▶ _Extract provided_:
2.2 Ensemble learning

As discussed above, the same conditional probability distribution may fit different instances to different extents. Ensemble learning improves the performance of single learners by training multiple learners to encode possible probability distributions and then combine them. To learn ensemble of BNCs and combine the decisions of committee members, Webb et al. [24] propose the averaged one-dependence estimators (AODE), which respectively chooses each attribute as the parent of all the other attributes, and then averages all superparent one-dependence estimators (SPODEs). Jiang et al. [25] propose the weighted AODE (WAODE) to assign different weights to SPODEs. Kong et al. [26] propose the averaged tree-augmented one-dependence estimators (ATODE), which adds the augmented edges for each SPODE by identifying causality between attributes. Jiang et al. [27] propose the averaged tree augmented naive Bayes (ATAN), which selects each attribute as the root node to build a one-dependence maximum weighted spanning tree, and then averages all of the spaning TAN classifiers. Hellman et al. [28] introduce the ensembled continuous Bayesian networks (ECBNs), which predict values for continuous random variables and discover salient dependence relationships. Geiger and Heckerman [29] propose the Bayesian multinet to learn a single network for different partitions of the class label, and then use multiple networks to encode asymmetric independence assertions.

Bagging and boosting are popular ensemble learning approaches that combine arbitrary number of base-learners, and are applicable to different machine learning algorithms. By manipulating the training data given to a “base” learning algorithm, bagging [19] uses the bootstrap [30] (i.e., sampling with replacement) to broaden “independency” among the component classifiers [31]. The outputs of the subclassifiers are finally combined by averaging or voting. Boosting [18, 32] iteratively trains subclassifiers on weighted training data. A “weak” classifier (e.g., NB) is built first and then a succession of classifiers are built iteratively. The data points misclassified by the previous classifier are given more weight. AdaBoost [33] is the most popular boosting algorithm.

▶ _Your goal_: Please reproduce the section of the ensemble learning passage above starting at "Bagging and boosting" and ending at "popular boosting algorithm.".

▶ _Data block_:

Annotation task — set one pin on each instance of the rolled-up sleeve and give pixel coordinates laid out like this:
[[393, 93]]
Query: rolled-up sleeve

▶ _Correct result_:
Bagging and boosting are popular ensemble learning approaches that combine arbitrary number of base-learners, and are applicable to different machine learning algorithms. By manipulating the training data given to a “base” learning algorithm, bagging [19] uses the bootstrap [30] (i.e., sampling with replacement) to broaden “independency” among the component classifiers [31]. The outputs of the subclassifiers are finally combined by averaging or voting. Boosting [18, 32] iteratively trains subclassifiers on weighted training data. A “weak” classifier (e.g., NB) is built first and then a succession of classifiers are built iteratively. The data points misclassified by the previous classifier are given more weight. AdaBoost [33] is the most popular boosting algorithm.